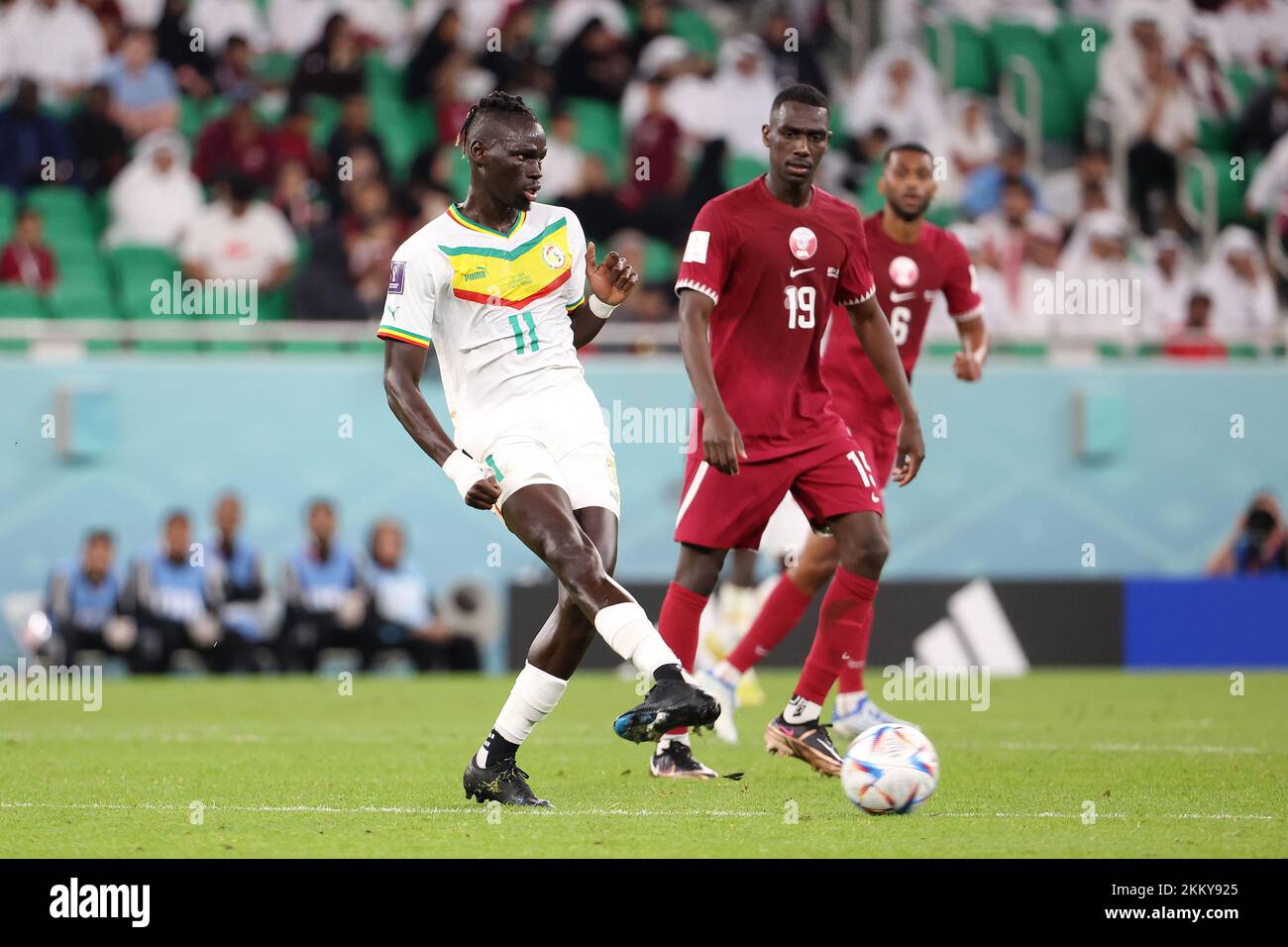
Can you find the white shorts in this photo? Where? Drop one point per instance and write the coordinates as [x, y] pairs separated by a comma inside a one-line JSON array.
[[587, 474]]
--
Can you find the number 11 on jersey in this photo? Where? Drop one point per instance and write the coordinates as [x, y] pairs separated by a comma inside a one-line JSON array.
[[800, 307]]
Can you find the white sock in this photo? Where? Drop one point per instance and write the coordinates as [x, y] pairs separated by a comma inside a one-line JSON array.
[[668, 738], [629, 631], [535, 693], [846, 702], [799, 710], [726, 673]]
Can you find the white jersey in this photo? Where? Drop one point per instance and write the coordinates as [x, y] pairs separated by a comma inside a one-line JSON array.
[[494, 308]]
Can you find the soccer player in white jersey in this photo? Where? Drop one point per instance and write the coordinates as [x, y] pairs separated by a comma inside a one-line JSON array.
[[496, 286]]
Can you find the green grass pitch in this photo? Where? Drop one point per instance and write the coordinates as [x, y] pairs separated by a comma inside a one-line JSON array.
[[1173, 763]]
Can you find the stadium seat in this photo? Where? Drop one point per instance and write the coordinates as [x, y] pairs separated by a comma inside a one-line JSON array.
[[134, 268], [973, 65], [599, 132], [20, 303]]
...
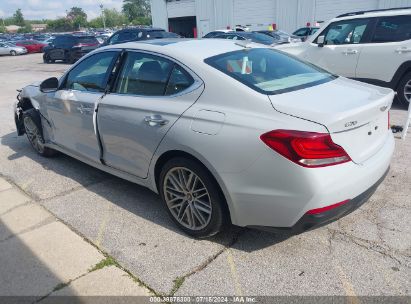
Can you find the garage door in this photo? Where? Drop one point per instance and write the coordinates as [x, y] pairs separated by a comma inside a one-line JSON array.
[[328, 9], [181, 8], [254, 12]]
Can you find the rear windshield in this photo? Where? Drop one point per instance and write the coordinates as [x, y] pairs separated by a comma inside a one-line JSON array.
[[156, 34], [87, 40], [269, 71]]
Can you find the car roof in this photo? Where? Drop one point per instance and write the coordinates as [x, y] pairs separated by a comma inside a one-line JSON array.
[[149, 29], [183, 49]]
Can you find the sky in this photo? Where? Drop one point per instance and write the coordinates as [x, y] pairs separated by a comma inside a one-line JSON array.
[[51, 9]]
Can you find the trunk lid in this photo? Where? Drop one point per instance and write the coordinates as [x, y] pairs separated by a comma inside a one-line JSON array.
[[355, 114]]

* STATED GOAL: Rewrite the items starting at the line that contains "Can you find the rear" and ending at the line that contains "[[355, 114]]", swapping "Drop" for "Place" and leaving everything else unchanged.

* ANSWER TO THIS PROBLEM:
Can you find the rear windshield in this photo? Where? Place one point per instance and write the coordinates as [x, y] pairs separated by a comma inside a one-line JSON array.
[[156, 34], [87, 40], [269, 71]]
Can you find the car roof in this photo? Where? Place one point per instance and write the coordinates as [x, y] pairs separated by a comma inside a one-line JSON array.
[[149, 29], [183, 49]]
Can you find the sky in this photo? Where? Place one point per instance and write the coordinates as [x, y] pairs separated by a comma inside a one-line JSON array.
[[51, 9]]
Can you find the trunk lid in this photo? Where? Place one point per instance and write the coordinates as [x, y] pairs separated by a comma inside a one-line JSON array.
[[355, 114]]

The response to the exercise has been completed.